* The task
Update the items from the line containing "Where can the zebra belly" through the end of the items, replacing "instance" with "occurrence" and leaving everything else unchanged.

[Data listing]
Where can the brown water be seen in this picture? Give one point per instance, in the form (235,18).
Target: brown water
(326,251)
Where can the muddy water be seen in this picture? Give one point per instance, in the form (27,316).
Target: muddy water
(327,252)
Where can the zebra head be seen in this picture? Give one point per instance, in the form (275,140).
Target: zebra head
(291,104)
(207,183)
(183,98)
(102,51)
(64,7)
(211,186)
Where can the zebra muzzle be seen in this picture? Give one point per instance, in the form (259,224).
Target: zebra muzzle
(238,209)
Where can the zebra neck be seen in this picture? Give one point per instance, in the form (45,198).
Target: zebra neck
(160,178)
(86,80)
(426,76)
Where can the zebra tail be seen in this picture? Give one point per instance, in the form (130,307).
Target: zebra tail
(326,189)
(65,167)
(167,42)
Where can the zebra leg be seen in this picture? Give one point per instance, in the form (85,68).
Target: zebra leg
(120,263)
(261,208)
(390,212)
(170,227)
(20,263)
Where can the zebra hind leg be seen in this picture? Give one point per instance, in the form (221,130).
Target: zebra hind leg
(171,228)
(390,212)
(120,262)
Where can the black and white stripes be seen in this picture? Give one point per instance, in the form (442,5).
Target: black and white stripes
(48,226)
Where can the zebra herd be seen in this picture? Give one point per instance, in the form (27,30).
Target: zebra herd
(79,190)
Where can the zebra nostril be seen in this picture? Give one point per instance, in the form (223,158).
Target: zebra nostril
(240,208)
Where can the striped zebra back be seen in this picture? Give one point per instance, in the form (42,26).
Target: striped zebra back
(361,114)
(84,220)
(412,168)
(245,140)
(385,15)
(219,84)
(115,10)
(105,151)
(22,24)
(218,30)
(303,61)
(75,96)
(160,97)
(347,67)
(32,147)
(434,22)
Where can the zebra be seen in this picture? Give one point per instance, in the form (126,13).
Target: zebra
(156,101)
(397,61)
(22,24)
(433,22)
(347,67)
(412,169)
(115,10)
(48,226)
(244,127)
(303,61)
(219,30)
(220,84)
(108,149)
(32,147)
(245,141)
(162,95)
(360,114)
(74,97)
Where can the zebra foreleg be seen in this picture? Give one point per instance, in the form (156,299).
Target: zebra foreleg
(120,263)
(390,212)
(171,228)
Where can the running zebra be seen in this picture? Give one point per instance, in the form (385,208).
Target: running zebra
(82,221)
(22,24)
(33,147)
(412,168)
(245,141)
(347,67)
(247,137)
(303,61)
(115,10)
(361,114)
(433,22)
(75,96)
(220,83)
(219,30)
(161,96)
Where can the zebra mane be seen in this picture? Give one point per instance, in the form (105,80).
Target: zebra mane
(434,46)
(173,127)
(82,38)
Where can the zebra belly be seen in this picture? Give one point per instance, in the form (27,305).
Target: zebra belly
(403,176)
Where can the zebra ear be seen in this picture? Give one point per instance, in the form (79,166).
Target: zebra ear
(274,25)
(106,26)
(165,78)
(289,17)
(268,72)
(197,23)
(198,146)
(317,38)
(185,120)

* Correct answer
Where can the zebra belly be seen in this picture? Give one point per occurrence, in the form (27,305).
Target: zebra belly
(403,176)
Where can the zebra ear be seen in this picture? Give one point per occurrence, in the form (79,166).
Target: zebra ear
(274,25)
(106,26)
(165,78)
(289,17)
(268,72)
(197,23)
(198,146)
(317,38)
(185,120)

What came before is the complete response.